Data excerpts:
☆ ☆ ☆ ☆ ☆ ☆ ☆

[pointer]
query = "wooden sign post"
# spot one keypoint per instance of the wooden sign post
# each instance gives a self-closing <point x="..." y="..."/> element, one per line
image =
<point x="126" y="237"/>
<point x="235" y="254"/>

☆ ☆ ☆ ☆ ☆ ☆ ☆

Your objective: The records above should all be quoted exactly, please.

Result of the task:
[pointer]
query = "wooden sign post"
# spot one keypoint per instance of the wooden sign post
# each instance gives a self-closing <point x="..." y="..."/> element, one per line
image =
<point x="126" y="237"/>
<point x="235" y="254"/>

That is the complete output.